There is ample evidence of wrestling practiced throughout medieval Europe, both by the nobility and the lower classes. Wrestling remained popular during the Renaissance, and for much of the 16th century. In 1520 at the Field of the Cloth of Gold pageant, Francis I of France threw Henry VIII of England in a wrestling shoes match (possibly with a Flying Mare[19]), after his Cornish wrestlers had soundly defeated Francis' Breton wrestlers.[20][21][18] In Henry VIII's kingdom, wrestling in many places was widely popular and had a long history.

The German tradition has records of a number of master-Ringer of the 15th to 16th centuries specializing in unarmed combat. Unarmed combat was divided in two categories, sportive grappling or geselliges ringen and serious unarmed combat or kampfringen (where kampf is the Early Modern German term for "duel"). While sportive grappling had fixed rules that prohibited dangerous techniques, usually starting in grappling hold and ending with a throw or submission, kampfringen can be considered a system of unarmed self-defense including punches, joint-locks, elbow strikes, chokeholds, headbutts and (to a limited extent) kicks.

Rows from a box labeling dataset:
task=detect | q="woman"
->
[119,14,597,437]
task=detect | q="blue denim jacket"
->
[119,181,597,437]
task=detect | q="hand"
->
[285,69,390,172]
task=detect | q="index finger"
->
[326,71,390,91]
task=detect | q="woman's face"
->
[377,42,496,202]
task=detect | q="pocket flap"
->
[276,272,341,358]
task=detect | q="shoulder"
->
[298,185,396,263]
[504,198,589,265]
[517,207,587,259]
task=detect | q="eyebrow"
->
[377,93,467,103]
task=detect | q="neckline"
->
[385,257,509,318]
==
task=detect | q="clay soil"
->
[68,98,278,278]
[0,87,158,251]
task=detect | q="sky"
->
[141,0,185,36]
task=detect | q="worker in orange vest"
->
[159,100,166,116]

Exercise set =>
a - Reproduce the part of the wrestling history passage between "The German tradition" and "limited extent) kicks.", inclusive.
b - In the wrestling history passage, what are the two categories into which German unarmed combat was divided?
c - Carry on the wrestling history passage from its last sentence.
The material stands apart from the wrestling history passage.

The replies =>
a -
The German tradition has records of a number of master-Ringer of the 15th to 16th centuries specializing in unarmed combat. Unarmed combat was divided in two categories, sportive grappling or geselliges ringen and serious unarmed combat or kampfringen (where kampf is the Early Modern German term for "duel"). While sportive grappling had fixed rules that prohibited dangerous techniques, usually starting in grappling hold and ending with a throw or submission, kampfringen can be considered a system of unarmed self-defense including punches, joint-locks, elbow strikes, chokeholds, headbutts and (to a limited extent) kicks.

b - Sportive grappling (geselliges ringen) and serious unarmed combat (kampfringen).

c -
One of the primary men to have shaped kampfringen at the dawning of the German Renaissance appears to have been Austrian master Ott Jud. He is said to have developed a system of grappling to be used in combat, including joint breaks, arm locks and throws designed to cause serious injury. No treatise from Ott's own hand has survived, but his system is taught by several fencing masters of the later 15th century. Paulus Kal counts him among the "society of Liechtenauer", saying that he was wrestling teacher to the "lords of Austria".[22] (possibly under Frederick III).[23] Other treatises that contain material both on ringen and on swordsmanship include those of Fiore dei Liberi (c. 1410), Fabian von Auerswald (1462), Pietro Monte (c. 1480), and Hans Wurm (c. 1500).

It was only with the beginning Early Modern period, specifically the more "dignified" code of behaviour the upper classes imposed on themselves in the Baroque period that wrestling was abandoned by European nobility, and it became a pastime of rural populations, developing into the various surviving forms of European folk wrestling. A late treatise on ringen is that by Johann Georg Passchen, published in 1659.[24] Maybe the last book which deals with Ringen as a deadly martial art, is possibly "Leib-beschirmende und Feinden Trotz-bietende Fecht-Kunst" from Johann Andreas Schmidt, which was published in Weigel, Nürnberg in 1713.[25]

Studio Portrait of Three Persian Wrestlers by Antoin Sevruguin, c. 1890.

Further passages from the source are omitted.